*TEXTO FORNECIDO*:
----------------------------------------

Por que não Deus? Investigando as razões ocultas por trás da rejeição da Hipótese Deus pela academia – Parte 08

Na busca por estabelecer as bases teóricas da tese que se pretende sustentar nesta série, temos apresentado as teorias de três eminentes pensadores do século XX. Já analisamos Thomas Kuhn e Pierre Bourdieu, agora apresentaremos aspectos do pensamento de Herman Dooyeweerd um jusfilósofo holandês que tem sido publicado recentemente em nosso idioma.

 

Dooyeweerd argumenta que a cultura é fortemente condicionada por motivos básicos que não são de natureza intelectual, mas religiosa.

 

Neste caso, ele não designa ‘religião’ como sendo confissão religiosa, mas como o conjunto de pressupostos e crenças fundamentais subjacentes ao ato de refletir e que moldam a maneira como experimentamos, compreendemos e interagimos com o mundo. Bases axiomáticas que dirigem a maneira como enxergamos a natureza da realidade, do ser humano e do cosmos. Tais pressupostos e crenças não são explícitos ou conscientes, porém influenciam profundamente todas as nossas atividades reflexivas, incluindo a produção de conhecimento.

 

Dooyeweerd traz como seu próprio pressuposto a crença de que a religião está na raiz de toda a existência humana. Isso porque o ato de pensar implica em responder questões relacionadas ao próprio propósito do ato de pensar. Em outras palavras, para que se possa compreender qualquer coisa, antes devemos nos indagar sobre nossa origem, razão de existir e propósitos, questões que são tipicamente religiosas e se expressam em perguntas do tipo: de onde eu vim? Por que estou aqui? Para onde estou indo?

----------------------------------------

Linhas de dados:
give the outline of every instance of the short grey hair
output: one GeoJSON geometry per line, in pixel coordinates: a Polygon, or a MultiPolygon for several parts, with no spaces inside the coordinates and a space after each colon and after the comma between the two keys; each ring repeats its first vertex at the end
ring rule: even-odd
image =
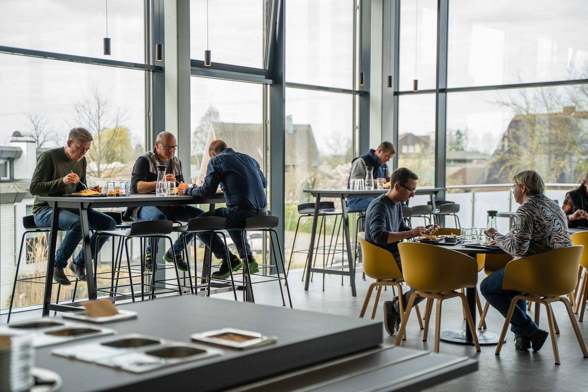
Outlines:
{"type": "Polygon", "coordinates": [[[79,140],[82,140],[85,142],[91,142],[94,140],[94,138],[92,137],[92,134],[88,132],[88,129],[81,127],[72,128],[69,131],[69,136],[68,136],[68,139],[72,142],[79,140]]]}
{"type": "Polygon", "coordinates": [[[513,177],[515,184],[525,187],[525,195],[534,196],[545,193],[545,183],[541,175],[535,170],[524,170],[513,177]]]}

----------------------------------------

*EXERCÍCIO*: Copie sem nenhuma alteração tudo o que vai de "Dooyeweerd argumenta que" até "produção de conhecimento." no texto sobre a rejeição da Hipótese Deus.

*RESULTADO*:
Dooyeweerd argumenta que a cultura é fortemente condicionada por motivos básicos que não são de natureza intelectual, mas religiosa.

 

Neste caso, ele não designa ‘religião’ como sendo confissão religiosa, mas como o conjunto de pressupostos e crenças fundamentais subjacentes ao ato de refletir e que moldam a maneira como experimentamos, compreendemos e interagimos com o mundo. Bases axiomáticas que dirigem a maneira como enxergamos a natureza da realidade, do ser humano e do cosmos. Tais pressupostos e crenças não são explícitos ou conscientes, porém influenciam profundamente todas as nossas atividades reflexivas, incluindo a produção de conhecimento.